── RECORDED DATA

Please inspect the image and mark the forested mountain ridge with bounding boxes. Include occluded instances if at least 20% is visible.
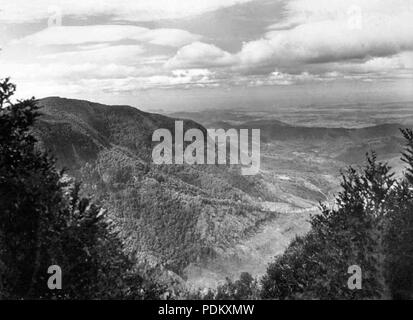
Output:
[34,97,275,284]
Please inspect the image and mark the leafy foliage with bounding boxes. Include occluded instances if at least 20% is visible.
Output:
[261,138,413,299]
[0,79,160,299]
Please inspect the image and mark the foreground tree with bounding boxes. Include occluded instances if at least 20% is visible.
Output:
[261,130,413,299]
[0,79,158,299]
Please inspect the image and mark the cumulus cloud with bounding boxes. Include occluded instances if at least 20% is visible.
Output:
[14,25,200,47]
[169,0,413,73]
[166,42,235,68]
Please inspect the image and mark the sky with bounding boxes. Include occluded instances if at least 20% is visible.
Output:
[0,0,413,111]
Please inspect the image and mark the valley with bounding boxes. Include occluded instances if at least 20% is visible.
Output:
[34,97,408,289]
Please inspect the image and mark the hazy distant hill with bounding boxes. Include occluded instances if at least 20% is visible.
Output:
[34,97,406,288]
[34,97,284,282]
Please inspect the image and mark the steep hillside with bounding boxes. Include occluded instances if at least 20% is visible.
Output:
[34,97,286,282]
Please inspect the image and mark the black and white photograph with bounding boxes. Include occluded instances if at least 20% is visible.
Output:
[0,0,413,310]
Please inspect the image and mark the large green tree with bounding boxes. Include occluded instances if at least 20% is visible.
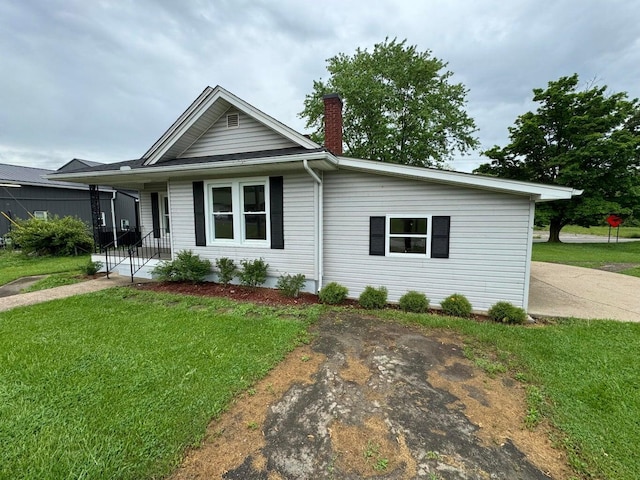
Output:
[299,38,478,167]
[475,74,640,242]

────
── RECORDED DATA

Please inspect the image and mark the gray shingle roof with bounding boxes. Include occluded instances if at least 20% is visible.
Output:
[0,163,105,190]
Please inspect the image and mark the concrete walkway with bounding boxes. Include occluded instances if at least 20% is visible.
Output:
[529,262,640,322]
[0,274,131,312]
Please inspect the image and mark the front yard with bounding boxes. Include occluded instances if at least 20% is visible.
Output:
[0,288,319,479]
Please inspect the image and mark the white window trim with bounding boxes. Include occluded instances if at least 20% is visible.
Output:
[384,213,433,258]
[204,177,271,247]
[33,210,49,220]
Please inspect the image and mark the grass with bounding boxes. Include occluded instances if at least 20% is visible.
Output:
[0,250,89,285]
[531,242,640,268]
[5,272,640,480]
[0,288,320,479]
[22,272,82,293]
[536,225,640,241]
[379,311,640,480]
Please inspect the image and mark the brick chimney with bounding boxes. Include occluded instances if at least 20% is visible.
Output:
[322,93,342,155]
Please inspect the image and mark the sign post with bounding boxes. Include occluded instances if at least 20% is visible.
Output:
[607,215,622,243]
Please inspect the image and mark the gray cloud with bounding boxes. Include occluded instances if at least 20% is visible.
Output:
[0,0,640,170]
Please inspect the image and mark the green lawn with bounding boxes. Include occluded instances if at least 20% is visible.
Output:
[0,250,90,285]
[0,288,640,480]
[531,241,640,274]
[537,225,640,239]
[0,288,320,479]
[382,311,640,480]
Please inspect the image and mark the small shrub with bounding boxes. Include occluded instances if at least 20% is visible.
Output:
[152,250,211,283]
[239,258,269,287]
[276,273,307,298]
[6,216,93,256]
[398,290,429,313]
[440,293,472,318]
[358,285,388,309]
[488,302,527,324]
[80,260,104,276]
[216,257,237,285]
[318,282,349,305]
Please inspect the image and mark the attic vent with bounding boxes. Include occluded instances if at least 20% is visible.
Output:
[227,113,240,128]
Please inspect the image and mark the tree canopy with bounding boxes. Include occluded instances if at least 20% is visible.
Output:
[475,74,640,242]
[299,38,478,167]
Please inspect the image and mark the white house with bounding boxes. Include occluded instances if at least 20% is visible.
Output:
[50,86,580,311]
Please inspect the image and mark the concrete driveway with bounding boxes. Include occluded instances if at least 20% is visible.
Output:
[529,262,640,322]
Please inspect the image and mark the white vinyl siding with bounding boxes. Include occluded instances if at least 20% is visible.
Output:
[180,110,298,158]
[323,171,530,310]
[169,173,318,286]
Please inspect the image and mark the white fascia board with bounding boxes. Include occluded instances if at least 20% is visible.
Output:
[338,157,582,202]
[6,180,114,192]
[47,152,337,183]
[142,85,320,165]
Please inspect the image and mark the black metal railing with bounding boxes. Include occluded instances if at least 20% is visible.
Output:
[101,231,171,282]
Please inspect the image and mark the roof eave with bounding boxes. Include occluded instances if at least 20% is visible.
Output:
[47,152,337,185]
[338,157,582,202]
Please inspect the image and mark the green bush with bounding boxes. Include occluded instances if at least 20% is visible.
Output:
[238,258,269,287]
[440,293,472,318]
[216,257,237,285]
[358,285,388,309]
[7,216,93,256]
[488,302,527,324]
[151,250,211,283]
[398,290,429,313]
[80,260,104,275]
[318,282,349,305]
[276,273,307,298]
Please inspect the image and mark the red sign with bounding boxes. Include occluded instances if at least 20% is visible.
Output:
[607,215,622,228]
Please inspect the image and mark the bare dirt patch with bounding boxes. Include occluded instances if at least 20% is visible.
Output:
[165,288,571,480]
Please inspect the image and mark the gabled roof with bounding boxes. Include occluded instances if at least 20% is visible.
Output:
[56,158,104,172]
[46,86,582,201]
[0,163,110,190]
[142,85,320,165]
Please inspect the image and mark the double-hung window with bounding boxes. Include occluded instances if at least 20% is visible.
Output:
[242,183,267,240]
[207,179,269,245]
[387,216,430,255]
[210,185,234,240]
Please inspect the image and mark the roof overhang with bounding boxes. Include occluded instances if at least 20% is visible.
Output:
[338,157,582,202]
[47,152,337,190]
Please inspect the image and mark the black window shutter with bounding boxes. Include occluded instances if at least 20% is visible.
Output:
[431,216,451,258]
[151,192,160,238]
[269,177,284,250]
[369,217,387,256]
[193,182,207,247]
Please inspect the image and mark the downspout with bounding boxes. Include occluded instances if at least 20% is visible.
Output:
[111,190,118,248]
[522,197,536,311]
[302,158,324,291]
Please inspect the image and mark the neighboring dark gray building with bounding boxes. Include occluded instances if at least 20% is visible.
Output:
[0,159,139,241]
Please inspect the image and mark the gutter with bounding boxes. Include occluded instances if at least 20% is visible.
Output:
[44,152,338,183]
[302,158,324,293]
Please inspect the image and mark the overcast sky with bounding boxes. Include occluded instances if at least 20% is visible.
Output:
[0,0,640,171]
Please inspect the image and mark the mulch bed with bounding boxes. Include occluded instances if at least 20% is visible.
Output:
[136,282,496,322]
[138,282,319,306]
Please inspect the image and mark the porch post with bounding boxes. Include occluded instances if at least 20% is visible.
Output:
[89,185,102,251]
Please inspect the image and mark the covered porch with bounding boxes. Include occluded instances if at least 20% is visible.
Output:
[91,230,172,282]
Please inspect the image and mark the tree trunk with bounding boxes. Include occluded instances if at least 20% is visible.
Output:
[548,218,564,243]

────
── RECORDED DATA

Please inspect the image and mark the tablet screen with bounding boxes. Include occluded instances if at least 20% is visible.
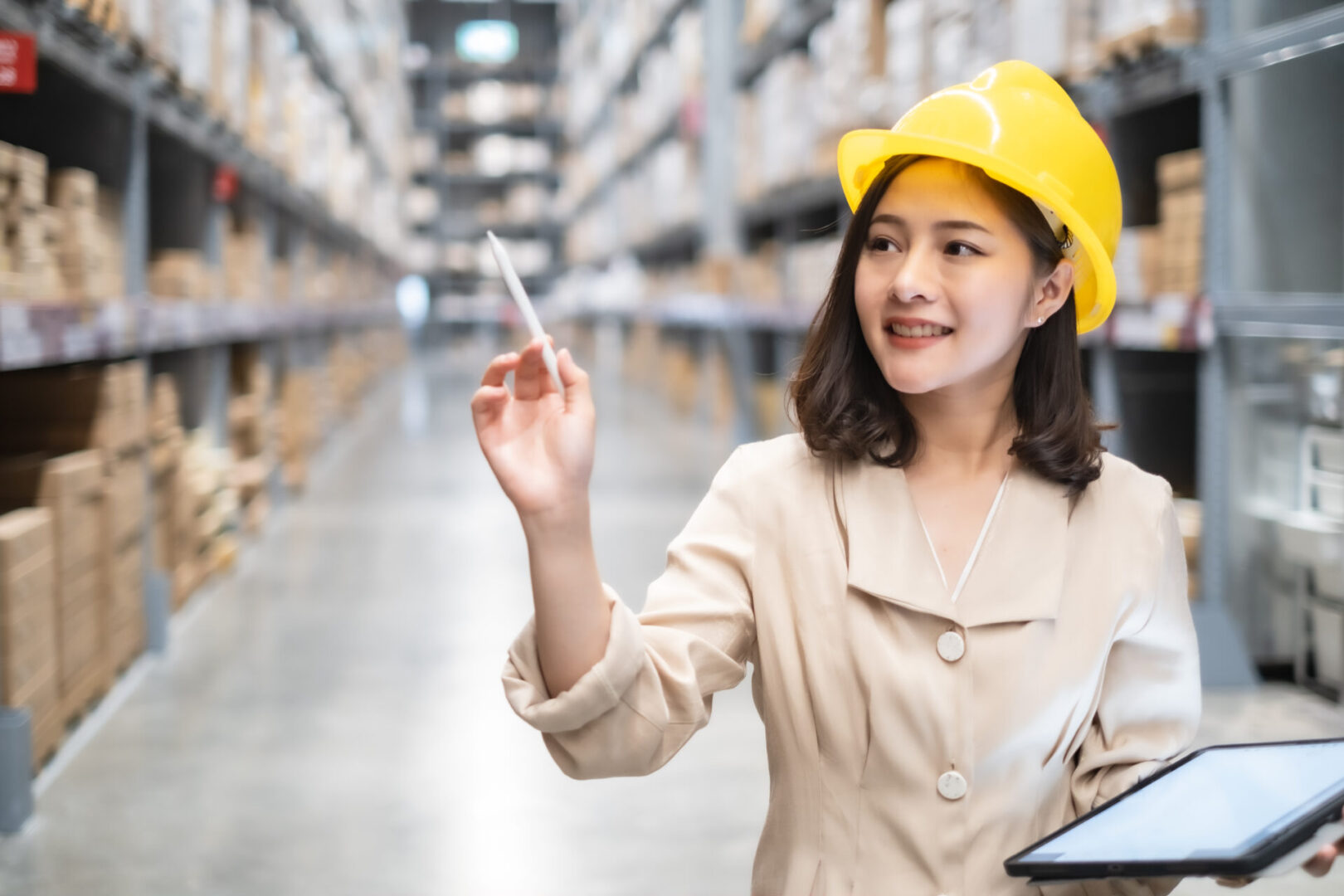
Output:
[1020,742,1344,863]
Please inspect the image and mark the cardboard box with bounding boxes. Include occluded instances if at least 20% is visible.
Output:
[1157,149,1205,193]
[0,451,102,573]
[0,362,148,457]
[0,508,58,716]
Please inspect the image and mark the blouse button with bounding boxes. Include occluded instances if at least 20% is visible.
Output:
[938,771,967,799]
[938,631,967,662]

────

WHAT THE TASK ASKS —
Reproduce the lines from the one containing "Please inspect the image and mark the mulch" through the one containing "[89,185,102,251]", inclusive, with "porch post" swapped for "support column" and nothing else altered.

RIGHT ANSWER —
Please inspect the image and mark the mulch bed with bounding boxes. Include occluded instances if at least 20% is visible.
Output:
[136,282,496,322]
[138,282,319,306]
Please inspect the image and mark the support column with bounding boxes. Include occluded instances if at least 20% is visible.
Output:
[89,185,102,251]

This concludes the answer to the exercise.